Exercise text:
A long time ago i decided that as i would never know what life is all about, (if anything) i would settle for not knowing. All this 'why are things the way they are' was getting very stressful!!! As far as i'm concerned i'm here now and i just have to deal with whatever comes my way...appreciate the good things and try to get through the bad as best i can.

Does that technically make me an agnostic Image I believe in goodness though, in being kind to others..and love..sort of christianity without the hope of saving my soul Image
As a good catholic boy=== i get plenty of help from him upstairs ...
I was brought up as Catholic along with my 2 brothers but as we all reached our teenage years we chose not to go to church. I got married in a Catholic church to please my parents (mother mainly as she is the Catholic) but I'm afraid as the years went on I chose not to go to church.

I have always tried to follow my catholic teachings though regarding being a good person and being kind to others, those less fortunate and so on. To me this is more important than actually going into a church. I know people who go to church every week and make a big thing of their faith and I've also sat around a table sharing a meal with them and have been mortified at how nasty and even vindictive they can be about people.

I've often cooked meals for people living locally who are depressed or lonely (and a few with other probs) and these "churchy" lot tell me I'm making trouble for myself!

Study material:
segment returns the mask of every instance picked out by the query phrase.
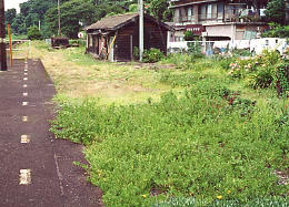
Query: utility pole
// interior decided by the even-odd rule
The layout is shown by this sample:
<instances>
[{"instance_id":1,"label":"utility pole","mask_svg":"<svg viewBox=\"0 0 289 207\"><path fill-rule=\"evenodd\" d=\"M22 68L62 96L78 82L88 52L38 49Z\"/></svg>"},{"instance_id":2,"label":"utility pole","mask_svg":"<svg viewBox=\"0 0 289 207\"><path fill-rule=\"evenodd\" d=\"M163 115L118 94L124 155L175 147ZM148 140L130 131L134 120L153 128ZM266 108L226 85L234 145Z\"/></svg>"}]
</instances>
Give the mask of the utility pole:
<instances>
[{"instance_id":1,"label":"utility pole","mask_svg":"<svg viewBox=\"0 0 289 207\"><path fill-rule=\"evenodd\" d=\"M286 18L285 18L285 22L287 24L289 24L289 0L285 1L285 12L286 12Z\"/></svg>"},{"instance_id":2,"label":"utility pole","mask_svg":"<svg viewBox=\"0 0 289 207\"><path fill-rule=\"evenodd\" d=\"M139 0L139 61L142 62L143 55L143 2Z\"/></svg>"},{"instance_id":3,"label":"utility pole","mask_svg":"<svg viewBox=\"0 0 289 207\"><path fill-rule=\"evenodd\" d=\"M61 25L60 25L60 0L58 0L58 35L61 37Z\"/></svg>"},{"instance_id":4,"label":"utility pole","mask_svg":"<svg viewBox=\"0 0 289 207\"><path fill-rule=\"evenodd\" d=\"M0 71L7 71L4 0L0 0Z\"/></svg>"}]
</instances>

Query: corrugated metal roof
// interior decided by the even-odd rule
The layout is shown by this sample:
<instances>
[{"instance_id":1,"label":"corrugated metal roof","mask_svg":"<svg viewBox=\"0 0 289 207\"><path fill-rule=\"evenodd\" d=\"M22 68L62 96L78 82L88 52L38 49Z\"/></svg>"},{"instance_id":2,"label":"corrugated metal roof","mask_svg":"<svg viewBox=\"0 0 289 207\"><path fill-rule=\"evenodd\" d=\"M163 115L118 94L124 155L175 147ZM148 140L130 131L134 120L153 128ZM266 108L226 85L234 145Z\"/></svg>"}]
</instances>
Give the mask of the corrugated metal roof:
<instances>
[{"instance_id":1,"label":"corrugated metal roof","mask_svg":"<svg viewBox=\"0 0 289 207\"><path fill-rule=\"evenodd\" d=\"M127 21L137 18L138 15L138 13L127 13L102 18L98 22L87 27L86 30L114 30L116 28L118 28L118 25L121 25Z\"/></svg>"}]
</instances>

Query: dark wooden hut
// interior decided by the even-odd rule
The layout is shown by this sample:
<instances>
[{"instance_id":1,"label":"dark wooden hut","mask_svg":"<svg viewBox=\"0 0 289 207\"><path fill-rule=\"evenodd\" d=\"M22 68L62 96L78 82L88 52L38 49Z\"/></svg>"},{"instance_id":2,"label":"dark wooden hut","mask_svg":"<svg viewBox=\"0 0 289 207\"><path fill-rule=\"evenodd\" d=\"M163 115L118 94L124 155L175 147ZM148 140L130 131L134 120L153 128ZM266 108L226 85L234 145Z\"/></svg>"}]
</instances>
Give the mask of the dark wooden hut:
<instances>
[{"instance_id":1,"label":"dark wooden hut","mask_svg":"<svg viewBox=\"0 0 289 207\"><path fill-rule=\"evenodd\" d=\"M156 48L167 53L169 25L151 15L143 15L144 50ZM87 52L112 62L133 60L133 49L139 48L139 14L128 13L103 18L86 28Z\"/></svg>"}]
</instances>

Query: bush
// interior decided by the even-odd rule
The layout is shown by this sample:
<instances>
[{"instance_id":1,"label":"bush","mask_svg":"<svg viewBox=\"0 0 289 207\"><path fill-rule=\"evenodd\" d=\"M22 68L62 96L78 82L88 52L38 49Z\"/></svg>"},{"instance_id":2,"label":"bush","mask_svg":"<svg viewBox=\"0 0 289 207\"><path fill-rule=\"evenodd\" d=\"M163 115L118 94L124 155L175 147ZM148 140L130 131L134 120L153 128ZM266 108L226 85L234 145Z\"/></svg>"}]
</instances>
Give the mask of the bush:
<instances>
[{"instance_id":1,"label":"bush","mask_svg":"<svg viewBox=\"0 0 289 207\"><path fill-rule=\"evenodd\" d=\"M276 89L279 96L289 96L289 60L281 62L276 70Z\"/></svg>"},{"instance_id":2,"label":"bush","mask_svg":"<svg viewBox=\"0 0 289 207\"><path fill-rule=\"evenodd\" d=\"M149 49L143 51L142 61L146 63L159 62L165 55L159 49Z\"/></svg>"},{"instance_id":3,"label":"bush","mask_svg":"<svg viewBox=\"0 0 289 207\"><path fill-rule=\"evenodd\" d=\"M139 48L138 46L133 46L133 59L134 59L134 61L139 60Z\"/></svg>"},{"instance_id":4,"label":"bush","mask_svg":"<svg viewBox=\"0 0 289 207\"><path fill-rule=\"evenodd\" d=\"M191 61L195 61L195 59L205 58L205 55L201 53L201 45L198 41L188 42L188 53L191 56Z\"/></svg>"},{"instance_id":5,"label":"bush","mask_svg":"<svg viewBox=\"0 0 289 207\"><path fill-rule=\"evenodd\" d=\"M261 55L232 62L228 74L232 77L245 79L246 83L253 89L275 86L275 76L280 61L279 53L265 51Z\"/></svg>"},{"instance_id":6,"label":"bush","mask_svg":"<svg viewBox=\"0 0 289 207\"><path fill-rule=\"evenodd\" d=\"M193 41L195 40L195 34L192 33L192 31L186 31L185 32L185 37L183 37L183 39L185 39L185 41Z\"/></svg>"},{"instance_id":7,"label":"bush","mask_svg":"<svg viewBox=\"0 0 289 207\"><path fill-rule=\"evenodd\" d=\"M248 100L231 105L225 96L233 93L202 81L158 103L64 104L52 132L84 142L89 179L103 190L107 206L151 206L176 197L241 206L286 196L273 173L287 167L288 125L277 122L275 107L251 111Z\"/></svg>"},{"instance_id":8,"label":"bush","mask_svg":"<svg viewBox=\"0 0 289 207\"><path fill-rule=\"evenodd\" d=\"M36 25L30 27L28 29L27 35L28 35L29 40L41 40L42 39L42 34Z\"/></svg>"}]
</instances>

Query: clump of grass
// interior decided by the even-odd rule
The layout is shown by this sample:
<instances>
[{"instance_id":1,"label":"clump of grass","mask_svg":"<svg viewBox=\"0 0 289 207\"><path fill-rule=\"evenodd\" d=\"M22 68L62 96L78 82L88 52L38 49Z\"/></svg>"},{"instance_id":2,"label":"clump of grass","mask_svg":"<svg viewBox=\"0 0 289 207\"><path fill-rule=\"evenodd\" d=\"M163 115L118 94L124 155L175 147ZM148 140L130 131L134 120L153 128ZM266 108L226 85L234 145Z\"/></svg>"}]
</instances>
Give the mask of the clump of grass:
<instances>
[{"instance_id":1,"label":"clump of grass","mask_svg":"<svg viewBox=\"0 0 289 207\"><path fill-rule=\"evenodd\" d=\"M288 125L269 105L228 108L223 85L196 83L178 97L106 107L63 103L52 132L86 145L89 179L108 206L149 206L170 198L249 203L280 197ZM237 104L238 105L238 104Z\"/></svg>"}]
</instances>

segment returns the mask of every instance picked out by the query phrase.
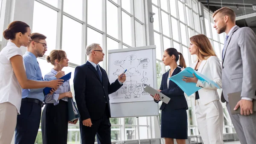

Work to complete:
Carry on the forum posts about faith and kindness, starting right after the line ending "tell me I'm making trouble for myself!"

Answer to the exercise:
I'm afraid any faith I had seems to have left me over the years. I had twin sons and I prayed and prayed that they'd arrive safely but I was very ill and sadly they were stillborn. Then my DD was born prematurely and probs developed as she got older. However, I do have a healthy son and he is my saving grace sometimes. Image
I must be a religious gypsy.

Dad was a choir boy in the Anglican church, mum a church of scotland attender. Both were in the army therefore attended church parade every week.

When I was five we moved to Thurso which has every church of every denomination, and I work my way round them all with my friends, choosing to join the Church of Scotland, but my granny believed I was a "closet Catholic". There are times I find myself crossing myself, because it seems the right thing to do, and I do my best chatting to "Him upstairs" at the kitchen sink.

My stepson is a born again Christian (God botherer) and keeps trying to convert his Dad and I. I told him in order to be born again I would have to have lost my faith, sorely tried on many occasions, but never completely lost. "Attending Church on a Sunday doesn`t make one a good Christian, any more than standing in a garage would make one a car."

Finally my granny had a saying for getting chores done on the Sabbath........"The better the day, the better the deed"

An interesting can of worms opened here methinks.